- Text extract -
★ ★ ★ ★ ★ ★ ★

Why are there anti-Muslim ads on our public buses?
Earlier this fall San Francisco Muni buses displayed an ad that may have upset you. Or angered you. Or made you feel threatened. The Muni ad was part of an anti-Islam campaign calling itself the American Freedom Defense Initiative, or AFDI. It wasn’t the first time AFDI’s ads ran on Muni buses and it probably won’t be the last.
There have been several versions of the ads. The most recent one featured before and after pictures. The first is of British-Egyptian amateur rapper, Abdel-Majed Abdel Bary, quote “before becoming a jihadist,” it says. The “after” is also Bary, dressed in black, wearing a mask, standing next to a captive, quote “after becoming devout.” The images are underscored with the slogan, “it’s not Islamophobia, it’s Islamorealism.”
“You know, the ads are offensive and terrible,” says Nasrina Bargzie with the Asian Law Caucus. “We work very closely with members of the Arab, Middle Eastern, Muslim and South Asian communities, and the way we found out about them is literally people just started calling and texting me. They're calling Muslim people ‘savages.’ What are we gonna do about this?”
The first AFDI ad appeared on a Muni bus in 2012. It read: “in any war between the civilized man and a savage, support the civilized man. Support Israel, defeat Jihad.”
“Many community members, they were devastated by the ads,” says Bargzie. “There was this sentiment that having these messages on public buses suggested to viewers that the message was possibly endorsed by the city.”
Why the ads must run
It turns out, ad space on public buses is not public space. The city leases that space to an ad vendor, Titan Outdoor, and once it’s leased, the space becomes private property.
So the first thing Bargzie and other community organizations did was ask SFMTA to distance themselves from the ads.
“We drafted a letter with 35 community leaders and 75 Bay Area organizations asking the city to help the communities that had been affected,” she says. “So the city was very responsive. They issued bus ads clearly stating that they did not support the AFDI ads and sponsored Muni ads about the importance of inclusiveness. The city also donated a portion of the proceeds from the AFDI to the San Francisco Human Rights Commission toward a project to address the discrimination of Muslim and Arab community members in San Francisco.”
So SFMTA invested a lot of funds in countering the ads; why didn’t they just ban them?

★ ★ ★ ★ ★ ★ ★

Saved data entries
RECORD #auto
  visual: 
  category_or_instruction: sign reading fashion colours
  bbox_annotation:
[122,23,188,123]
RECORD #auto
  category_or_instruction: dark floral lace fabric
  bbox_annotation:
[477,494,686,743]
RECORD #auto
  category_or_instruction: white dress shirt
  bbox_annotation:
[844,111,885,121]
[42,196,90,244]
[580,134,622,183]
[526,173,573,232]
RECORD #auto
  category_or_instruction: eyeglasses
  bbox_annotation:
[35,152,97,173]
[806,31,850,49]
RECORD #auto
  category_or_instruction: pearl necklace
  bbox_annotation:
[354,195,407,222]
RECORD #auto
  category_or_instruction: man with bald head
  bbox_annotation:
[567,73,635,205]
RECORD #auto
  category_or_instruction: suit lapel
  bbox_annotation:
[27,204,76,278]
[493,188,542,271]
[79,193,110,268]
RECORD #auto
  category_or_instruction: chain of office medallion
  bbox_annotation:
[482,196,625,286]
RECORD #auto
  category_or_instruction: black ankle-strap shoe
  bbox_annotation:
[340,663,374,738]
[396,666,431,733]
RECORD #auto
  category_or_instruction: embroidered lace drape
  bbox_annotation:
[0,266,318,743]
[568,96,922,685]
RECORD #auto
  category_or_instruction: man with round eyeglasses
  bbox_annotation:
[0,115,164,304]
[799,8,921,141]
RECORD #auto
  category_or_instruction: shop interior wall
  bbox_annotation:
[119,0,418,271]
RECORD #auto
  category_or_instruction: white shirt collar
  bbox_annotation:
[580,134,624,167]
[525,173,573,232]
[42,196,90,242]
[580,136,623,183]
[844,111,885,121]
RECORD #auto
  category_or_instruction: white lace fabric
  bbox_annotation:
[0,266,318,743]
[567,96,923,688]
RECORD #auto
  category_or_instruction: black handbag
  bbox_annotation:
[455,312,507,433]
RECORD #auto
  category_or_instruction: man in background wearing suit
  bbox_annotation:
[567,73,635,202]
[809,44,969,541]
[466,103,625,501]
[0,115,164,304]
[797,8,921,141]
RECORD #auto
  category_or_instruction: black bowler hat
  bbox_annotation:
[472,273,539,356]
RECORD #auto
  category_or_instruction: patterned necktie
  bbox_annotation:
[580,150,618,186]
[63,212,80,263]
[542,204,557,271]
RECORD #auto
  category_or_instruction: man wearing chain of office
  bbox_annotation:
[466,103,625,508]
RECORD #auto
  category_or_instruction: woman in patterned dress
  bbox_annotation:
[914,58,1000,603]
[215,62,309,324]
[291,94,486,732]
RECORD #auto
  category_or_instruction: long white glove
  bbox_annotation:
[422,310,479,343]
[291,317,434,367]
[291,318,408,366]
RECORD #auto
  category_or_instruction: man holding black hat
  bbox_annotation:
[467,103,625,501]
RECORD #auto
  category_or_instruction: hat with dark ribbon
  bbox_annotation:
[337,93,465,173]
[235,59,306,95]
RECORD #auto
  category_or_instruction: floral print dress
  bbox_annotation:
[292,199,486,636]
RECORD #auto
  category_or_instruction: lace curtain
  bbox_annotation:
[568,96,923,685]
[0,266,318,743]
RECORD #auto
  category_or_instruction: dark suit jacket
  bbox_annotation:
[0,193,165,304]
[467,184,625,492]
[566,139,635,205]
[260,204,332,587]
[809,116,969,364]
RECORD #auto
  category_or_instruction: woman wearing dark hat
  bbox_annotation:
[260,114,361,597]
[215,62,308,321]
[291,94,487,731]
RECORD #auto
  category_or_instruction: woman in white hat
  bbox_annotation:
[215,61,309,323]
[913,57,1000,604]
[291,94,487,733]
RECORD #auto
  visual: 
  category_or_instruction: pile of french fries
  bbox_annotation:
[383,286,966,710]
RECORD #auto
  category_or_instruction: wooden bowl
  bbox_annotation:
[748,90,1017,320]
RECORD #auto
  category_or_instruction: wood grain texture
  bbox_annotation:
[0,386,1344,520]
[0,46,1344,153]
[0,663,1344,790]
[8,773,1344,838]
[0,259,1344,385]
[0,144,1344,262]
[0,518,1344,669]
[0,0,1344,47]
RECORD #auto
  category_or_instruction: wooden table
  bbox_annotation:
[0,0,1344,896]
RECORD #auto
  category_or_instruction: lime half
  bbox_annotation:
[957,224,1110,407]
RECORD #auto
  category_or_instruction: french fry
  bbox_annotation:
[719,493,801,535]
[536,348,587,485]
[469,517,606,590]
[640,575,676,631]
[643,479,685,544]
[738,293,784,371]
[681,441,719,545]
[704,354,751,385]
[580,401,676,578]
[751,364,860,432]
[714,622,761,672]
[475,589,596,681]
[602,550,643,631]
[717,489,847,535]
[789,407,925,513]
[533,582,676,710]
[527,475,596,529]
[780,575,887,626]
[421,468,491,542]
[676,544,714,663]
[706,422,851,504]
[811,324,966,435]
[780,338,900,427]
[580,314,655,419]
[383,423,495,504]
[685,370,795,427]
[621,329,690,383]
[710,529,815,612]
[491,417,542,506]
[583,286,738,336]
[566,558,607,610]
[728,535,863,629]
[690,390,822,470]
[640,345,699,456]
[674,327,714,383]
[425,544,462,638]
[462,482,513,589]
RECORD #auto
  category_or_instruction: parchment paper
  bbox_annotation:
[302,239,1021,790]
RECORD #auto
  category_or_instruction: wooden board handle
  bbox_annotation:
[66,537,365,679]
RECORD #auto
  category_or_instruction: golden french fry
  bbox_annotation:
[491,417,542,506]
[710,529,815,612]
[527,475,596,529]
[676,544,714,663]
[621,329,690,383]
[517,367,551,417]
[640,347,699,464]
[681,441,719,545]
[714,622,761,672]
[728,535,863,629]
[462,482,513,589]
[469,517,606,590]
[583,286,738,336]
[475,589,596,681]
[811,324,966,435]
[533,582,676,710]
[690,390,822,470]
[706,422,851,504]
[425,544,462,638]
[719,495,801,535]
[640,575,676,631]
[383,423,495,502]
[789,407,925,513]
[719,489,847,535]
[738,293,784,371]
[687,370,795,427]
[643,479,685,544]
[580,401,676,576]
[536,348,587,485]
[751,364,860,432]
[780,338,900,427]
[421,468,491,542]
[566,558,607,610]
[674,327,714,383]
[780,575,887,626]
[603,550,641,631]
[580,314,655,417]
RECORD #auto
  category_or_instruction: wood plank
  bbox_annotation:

★ ★ ★ ★ ★ ★ ★

- What you need to do -
[A] In the article on the Muni bus ads, rewrite everything from "Why the ads" down to "becomes private property.", changing "ad vendor" to "advertising contractor".
[B] Translate this sentence from the article on the Muni bus ads into Spanish: "The first AFDI ad appeared on a Muni bus in 2012."
[C] Resume the article on the anti-Muslim ads on Muni buses from its final sentence.
None of the items are needed here.

- Answers in order -
[A]
Why the ads must run
It turns out, ad space on public buses is not public space. The city leases that space to an advertising contractor, Titan Outdoor, and once it’s leased, the space becomes private property.

[B] El primer anuncio de AFDI apareció en un autobús de Muni en 2012.

[C]
Paul Rose, SFMTA’s spokesperson, says, “Many cities have tried to fight these ads, and then it goes to the judge, who has to serve a court order to place these ads regardless of how they feel about them, and that provides more publicity for the organization posting the ads, that costs more taxpayer dollars to fight something that we know we’ll eventually lose.”
The transportation agency of New York City, for example had a policy banning hate speech from their ads. Pamela Geller, the woman behind AFDI, contested that policy when her ad was rejected.
Whenever we encounter resistance,” she says, “we fight for our freedom of speech.”
She won the case, and New York’s hate speech policy was struck down altogether.
Now, there are only a few restrictions on free speech upheld by the Supreme Court. Most transportation agencies around the country have ad policies like San Francisco’s.
What’s in the SFMTA ad policy?
It restricts advertising contractors from posting any advertisement that is obscene or pornographic. It also forbids commercial advertising of alcohol, tobacco, or firearms.
Bargzie and the coalition of San Francisco communities thought a lot about how to create an ad policy that wouldn’t fall apart like New York’s did.
“We really didn’t see a legal strategy that would result in being able to really kind of pick and choose,” she says.
When the state gets to pick and choose what is and isn’t hate speech, it effectively has the power to discriminate based on viewpoint. It’s the reason we have the first amendment.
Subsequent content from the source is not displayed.